## [CONSEGNA]
Per favore, indica se ciascuna affermazione concorda con l'estratto, rispondendo sì o no e citando alla lettera le parole del testo che lo decidono.
1. Il transessualismo è stato inserito nel Dsm nel 1980.
2. La prospettiva patologizzante del Dsm è stata del tutto superata.
3. L'Icd-11 ha collocato la transessualità nel capitolo sulle patologie sessuali.

## [ESTRATTO]
5 marzo 2021
Il transessualismo è presente, pur con letture e funzioni diverse, in tutte le società. Oggi il termine transgender è utilizzato per riferirsi a tutte le persone la cui identità di genere non corrisponde al sesso assegnato alla nascita. Ma la storia di questo termine è legata a una battaglia di emancipazione iniziata molti anni fa, che non si è ancora esaurita.
Partiamo dal 1980, quando il transessualismo è stato inserito nel Diagnostical and statistical manual of mental disorders (Dsm), l’elenco ufficiale dei disturbi mentali stilato dall’American psychiatric association, l’organizzazione di psichiatri statunitensi. Anche se nel tempo il Dsm ha sfumato la definizione, sostituendo il "disturbo di identità di genere" con «disforia di genere», la prospettiva patologizzante non è mai stata superata del tutto: ancora oggi le persone transessuali sono soggette a diagnosi, verifiche, terapie psicologiche e valutazioni psichiatriche nelle mani di centri clinici specialistici, in uno sbilanciamento di potere che vanifica il valore dell’autodiagnosi del soggetto interessato.
Ancora oggi le persone transessuali sono soggette a diagnosi, verifiche, terapie psicologiche e valutazioni psichiatriche
Un significativo passo in avanti è stato fatto nel 2019 con l’ultima classificazione internazionale delle malattie (Icd-11) stilata dall’Organizzazione mondiale della sanità (Oms) che ha formulato la definizione di "incongruenza di genere" nel capitolo, appositamente introdotto, della salute sessuale, rimuovendo la transessualità dal capitolo sulle patologie sessuali.

[Dati sulle espressioni referenziali]
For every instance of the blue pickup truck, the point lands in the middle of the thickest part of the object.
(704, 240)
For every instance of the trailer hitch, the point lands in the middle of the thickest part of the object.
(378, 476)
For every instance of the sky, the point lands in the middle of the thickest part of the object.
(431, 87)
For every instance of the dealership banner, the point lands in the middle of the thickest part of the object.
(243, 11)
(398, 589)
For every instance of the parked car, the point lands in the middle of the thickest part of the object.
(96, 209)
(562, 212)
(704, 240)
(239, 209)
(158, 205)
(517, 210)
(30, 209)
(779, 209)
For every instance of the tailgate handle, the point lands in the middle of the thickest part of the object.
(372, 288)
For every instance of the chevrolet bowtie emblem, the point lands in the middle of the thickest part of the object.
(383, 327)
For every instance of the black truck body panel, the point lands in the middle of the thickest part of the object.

## [RISPOSTA]
1. Sì: "Partiamo dal 1980, quando il transessualismo è stato inserito nel Diagnostical and statistical manual of mental disorders (Dsm)"
2. No: "la prospettiva patologizzante non è mai stata superata del tutto"
3. No: "rimuovendo la transessualità dal capitolo sulle patologie sessuali"